_Short task_: Resume the forum thread below on fitting gas boilers in bathrooms, writing on from its final line.

_Passage to read_:
"""

# Fitting gas boilers in bathrooms



## Anonymous (25 May 2004)

Can anyone help me here?

I have been told that a new gas combi-boiler cannot be fitted in a bath/shower room unless an extra cabinet is fitted round the bolier. I am told this is to comply with regulation BS7671.

Can anyone confirm this and if so point me to the part of BS7671 where this stipulation is made

Thanks 

Billzee


----------



## Adam (25 May 2004)

Isn't BS7671 wiring regulations?


----------



## andrewm (25 May 2004)

Adam wrote:



> Isn't BS7671 wiring regulations?



Yes it is. I missed that bit but it makes sense. It is nothing to do with the boiler having to be in a cabinet but refers to the fact that a combination boiler will require electricity and that must follow the current requirements for IEE wiring regs. So different requirements apply depending on where you wanted to site it. But from memory you can't have anything that could possibly be touched while wet. If you want to know more let me know and I will look it up when I get home.

Andrew


----------



## Anonymous (25 May 2004)

Hi Andrew

Can I refer you to my original question.

I have been told that I HAVE to fit or have fitted an exterior cabinet around a boiler that is going to be fitted as a replacement in the same position in my bathroom. 

I have been told that this is required by BS7671. 

I have been told that the boiler will not be commisioned unless this cabinet is put in place after they have fitted the boiler

I believe part 6 of the regs deals with bathrooms as locations. What I am asking for is where in these regs does it state this or words to that effect which would require or compel me to do this or have it done.

I have been advised by Corgi that there is nothing in the regs that stipulate this but the installer insists he is right.


----------



## Adam (25 May 2004)

I have to admit, whilst I don't know where in the regs it is, bathrooms are unusual for mains wiring - e.g. no plugs allowed, or normal lightswitches - everything has to be "pull-cords" - so you can't make contact with it, whilst you are wet. Can't you make a MDF "house" so he can declare if fully commissioned - then pull it down once he's gone. Similar to... my uncle was told the windowsills were to high in a barn conversion to get out of (by 15cm), so he got some wooden fruit boxes upside down for when the fire safety guy turned up. Stupid eh?

Adam


----------



## andrewm (25 May 2004)

"""

_Listed entries_:
"""

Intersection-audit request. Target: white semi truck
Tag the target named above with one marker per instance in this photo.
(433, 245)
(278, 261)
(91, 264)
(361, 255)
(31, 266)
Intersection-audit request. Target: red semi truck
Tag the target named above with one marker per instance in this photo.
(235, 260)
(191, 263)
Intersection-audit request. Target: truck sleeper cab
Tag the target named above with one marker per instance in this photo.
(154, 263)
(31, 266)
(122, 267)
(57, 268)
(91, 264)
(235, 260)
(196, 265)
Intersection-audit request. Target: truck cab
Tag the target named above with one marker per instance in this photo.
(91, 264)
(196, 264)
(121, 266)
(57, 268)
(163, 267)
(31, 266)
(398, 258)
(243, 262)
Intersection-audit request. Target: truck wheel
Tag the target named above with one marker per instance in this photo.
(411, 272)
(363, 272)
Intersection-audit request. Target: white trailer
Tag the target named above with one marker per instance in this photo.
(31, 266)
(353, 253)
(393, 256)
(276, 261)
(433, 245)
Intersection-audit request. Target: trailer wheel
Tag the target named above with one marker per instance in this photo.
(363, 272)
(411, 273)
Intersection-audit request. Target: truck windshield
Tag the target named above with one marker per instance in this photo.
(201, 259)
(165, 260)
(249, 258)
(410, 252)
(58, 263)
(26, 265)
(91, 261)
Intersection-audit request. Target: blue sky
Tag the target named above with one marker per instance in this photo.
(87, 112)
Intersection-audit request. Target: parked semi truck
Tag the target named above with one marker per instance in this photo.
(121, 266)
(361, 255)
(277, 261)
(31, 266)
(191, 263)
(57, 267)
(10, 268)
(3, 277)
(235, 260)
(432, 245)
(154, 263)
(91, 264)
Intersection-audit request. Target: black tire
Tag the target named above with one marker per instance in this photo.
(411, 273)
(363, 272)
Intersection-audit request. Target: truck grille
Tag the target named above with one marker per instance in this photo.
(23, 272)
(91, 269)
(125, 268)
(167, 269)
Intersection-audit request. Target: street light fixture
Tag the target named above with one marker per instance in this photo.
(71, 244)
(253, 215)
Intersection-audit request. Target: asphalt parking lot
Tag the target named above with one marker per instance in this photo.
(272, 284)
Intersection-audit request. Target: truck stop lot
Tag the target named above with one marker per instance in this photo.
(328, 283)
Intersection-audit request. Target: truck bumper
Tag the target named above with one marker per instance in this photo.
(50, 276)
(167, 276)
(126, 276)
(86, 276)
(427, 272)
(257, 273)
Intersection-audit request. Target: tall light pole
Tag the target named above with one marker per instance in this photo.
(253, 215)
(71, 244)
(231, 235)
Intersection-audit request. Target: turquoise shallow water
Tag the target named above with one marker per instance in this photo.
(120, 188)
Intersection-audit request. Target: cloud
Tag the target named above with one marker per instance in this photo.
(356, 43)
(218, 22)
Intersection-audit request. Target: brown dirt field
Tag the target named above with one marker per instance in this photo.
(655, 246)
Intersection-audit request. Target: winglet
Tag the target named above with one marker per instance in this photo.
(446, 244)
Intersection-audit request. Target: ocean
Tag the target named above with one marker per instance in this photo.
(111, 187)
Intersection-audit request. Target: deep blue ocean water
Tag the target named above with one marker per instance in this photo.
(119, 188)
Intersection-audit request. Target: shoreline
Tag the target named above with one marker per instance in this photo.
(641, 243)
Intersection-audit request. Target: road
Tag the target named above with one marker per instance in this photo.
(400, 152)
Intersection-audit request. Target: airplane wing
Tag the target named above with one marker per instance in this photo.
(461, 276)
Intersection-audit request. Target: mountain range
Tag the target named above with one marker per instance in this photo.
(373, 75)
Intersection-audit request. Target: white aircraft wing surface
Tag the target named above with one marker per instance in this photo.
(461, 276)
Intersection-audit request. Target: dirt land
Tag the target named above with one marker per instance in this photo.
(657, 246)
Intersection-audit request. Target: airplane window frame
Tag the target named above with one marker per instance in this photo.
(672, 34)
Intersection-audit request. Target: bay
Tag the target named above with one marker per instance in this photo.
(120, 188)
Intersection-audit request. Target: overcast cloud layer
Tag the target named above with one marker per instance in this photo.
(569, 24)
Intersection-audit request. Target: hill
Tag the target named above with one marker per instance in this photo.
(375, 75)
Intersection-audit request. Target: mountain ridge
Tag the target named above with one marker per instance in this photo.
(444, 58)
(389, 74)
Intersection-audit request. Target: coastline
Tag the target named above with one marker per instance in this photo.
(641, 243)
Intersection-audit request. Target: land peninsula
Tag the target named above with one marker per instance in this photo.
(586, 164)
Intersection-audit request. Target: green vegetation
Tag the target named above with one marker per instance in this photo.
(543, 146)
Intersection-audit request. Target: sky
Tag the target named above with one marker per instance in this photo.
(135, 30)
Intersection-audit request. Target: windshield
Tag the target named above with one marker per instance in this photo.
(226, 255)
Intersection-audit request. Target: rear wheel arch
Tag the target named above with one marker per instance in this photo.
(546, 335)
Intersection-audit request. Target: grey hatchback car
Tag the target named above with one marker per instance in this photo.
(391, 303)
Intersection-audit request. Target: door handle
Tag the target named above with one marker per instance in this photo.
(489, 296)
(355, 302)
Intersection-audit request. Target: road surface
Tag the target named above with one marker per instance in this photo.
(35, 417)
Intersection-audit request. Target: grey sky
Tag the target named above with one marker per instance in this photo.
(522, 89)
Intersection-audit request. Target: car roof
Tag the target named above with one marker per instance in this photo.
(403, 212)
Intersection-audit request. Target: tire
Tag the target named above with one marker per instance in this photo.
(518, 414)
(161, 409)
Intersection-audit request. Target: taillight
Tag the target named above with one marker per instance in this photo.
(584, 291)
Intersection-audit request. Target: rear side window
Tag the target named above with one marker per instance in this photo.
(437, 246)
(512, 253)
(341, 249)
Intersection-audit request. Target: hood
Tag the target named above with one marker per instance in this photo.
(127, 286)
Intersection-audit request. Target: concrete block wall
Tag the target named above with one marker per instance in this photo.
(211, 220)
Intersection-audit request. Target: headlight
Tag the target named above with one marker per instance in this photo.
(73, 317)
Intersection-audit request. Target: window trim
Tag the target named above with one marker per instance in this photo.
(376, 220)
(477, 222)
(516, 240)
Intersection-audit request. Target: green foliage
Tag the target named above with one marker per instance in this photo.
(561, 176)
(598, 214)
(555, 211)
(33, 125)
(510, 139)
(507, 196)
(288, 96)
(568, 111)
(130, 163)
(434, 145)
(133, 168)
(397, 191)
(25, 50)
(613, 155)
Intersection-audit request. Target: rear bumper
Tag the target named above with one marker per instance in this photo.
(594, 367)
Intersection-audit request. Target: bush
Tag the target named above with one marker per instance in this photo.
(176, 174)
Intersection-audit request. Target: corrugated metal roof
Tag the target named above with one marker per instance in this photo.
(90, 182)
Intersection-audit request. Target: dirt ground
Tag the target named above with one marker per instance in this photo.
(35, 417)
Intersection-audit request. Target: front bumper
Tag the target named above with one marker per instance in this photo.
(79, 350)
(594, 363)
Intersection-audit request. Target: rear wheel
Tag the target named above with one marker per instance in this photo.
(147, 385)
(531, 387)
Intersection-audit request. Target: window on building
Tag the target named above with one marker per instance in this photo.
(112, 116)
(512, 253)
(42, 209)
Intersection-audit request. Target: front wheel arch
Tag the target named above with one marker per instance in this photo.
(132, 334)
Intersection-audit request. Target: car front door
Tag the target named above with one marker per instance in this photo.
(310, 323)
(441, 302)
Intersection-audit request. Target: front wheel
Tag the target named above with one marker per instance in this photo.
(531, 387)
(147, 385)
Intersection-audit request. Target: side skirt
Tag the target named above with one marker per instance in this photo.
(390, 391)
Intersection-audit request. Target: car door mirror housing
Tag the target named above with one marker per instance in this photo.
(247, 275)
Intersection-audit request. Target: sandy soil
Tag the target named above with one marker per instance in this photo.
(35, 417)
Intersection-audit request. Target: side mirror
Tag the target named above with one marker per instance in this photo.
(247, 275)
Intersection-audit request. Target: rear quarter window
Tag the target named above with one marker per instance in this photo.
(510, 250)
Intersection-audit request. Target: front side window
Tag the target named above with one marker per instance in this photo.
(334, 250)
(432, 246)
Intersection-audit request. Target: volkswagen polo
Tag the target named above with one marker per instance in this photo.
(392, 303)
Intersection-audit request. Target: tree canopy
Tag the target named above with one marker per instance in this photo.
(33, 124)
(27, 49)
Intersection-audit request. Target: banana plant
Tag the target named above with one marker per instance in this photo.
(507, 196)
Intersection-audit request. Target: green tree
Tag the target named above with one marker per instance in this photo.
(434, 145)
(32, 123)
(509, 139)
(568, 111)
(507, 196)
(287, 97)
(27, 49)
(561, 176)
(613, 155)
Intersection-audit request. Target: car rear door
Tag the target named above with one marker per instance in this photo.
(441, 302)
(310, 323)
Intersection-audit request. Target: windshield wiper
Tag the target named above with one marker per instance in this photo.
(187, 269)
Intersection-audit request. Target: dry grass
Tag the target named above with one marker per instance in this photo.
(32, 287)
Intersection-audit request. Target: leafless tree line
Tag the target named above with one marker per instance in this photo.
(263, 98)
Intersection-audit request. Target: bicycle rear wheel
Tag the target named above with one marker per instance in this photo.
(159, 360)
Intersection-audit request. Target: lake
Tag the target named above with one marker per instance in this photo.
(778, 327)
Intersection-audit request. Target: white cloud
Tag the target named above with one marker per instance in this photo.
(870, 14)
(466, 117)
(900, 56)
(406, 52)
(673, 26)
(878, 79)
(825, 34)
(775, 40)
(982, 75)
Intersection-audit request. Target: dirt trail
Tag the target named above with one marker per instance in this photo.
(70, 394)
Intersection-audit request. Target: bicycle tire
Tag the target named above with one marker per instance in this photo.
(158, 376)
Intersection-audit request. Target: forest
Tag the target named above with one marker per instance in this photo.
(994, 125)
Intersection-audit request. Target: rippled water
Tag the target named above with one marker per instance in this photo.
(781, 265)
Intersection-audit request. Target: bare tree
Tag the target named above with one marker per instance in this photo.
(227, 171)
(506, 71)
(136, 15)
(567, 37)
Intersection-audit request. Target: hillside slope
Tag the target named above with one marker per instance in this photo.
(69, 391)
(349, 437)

"""

_Final result_:
According to the on-site guide no electrical accessories are allowed in zones 1 and 2 but they are allowed in zone 3 except for socket outlets and any provision for connecting portable equipment. There is no specific mention of boilers.

Zone 3 is defined as anything more than 0.6m away from a bath or shower and less than 2.25m high. Basically anything you can touch whilst standing in the bath or shower so that you won't be tempted to turn up the thermostat while taking a shower. 

As far as which section goes it refers to 601-08-01 and 601-09-03 but I have yet to find any reference to what this means. However 601 seems to be BS7671 so the first place to look might be sections 8.1 and 9.3. I only have the onsite guide but last time I looked the Wiring Regs were about 2 inches thick and covered everything you might want to know including all the three-phase stuff required to wire a factory. 

About the best advice you have received is to ask over in uk.d-i-y. They are a pretty knowledgeable and friendly bunch.

Andrew


----------



## Anonymous (26 May 2004)

Thanks for your answers.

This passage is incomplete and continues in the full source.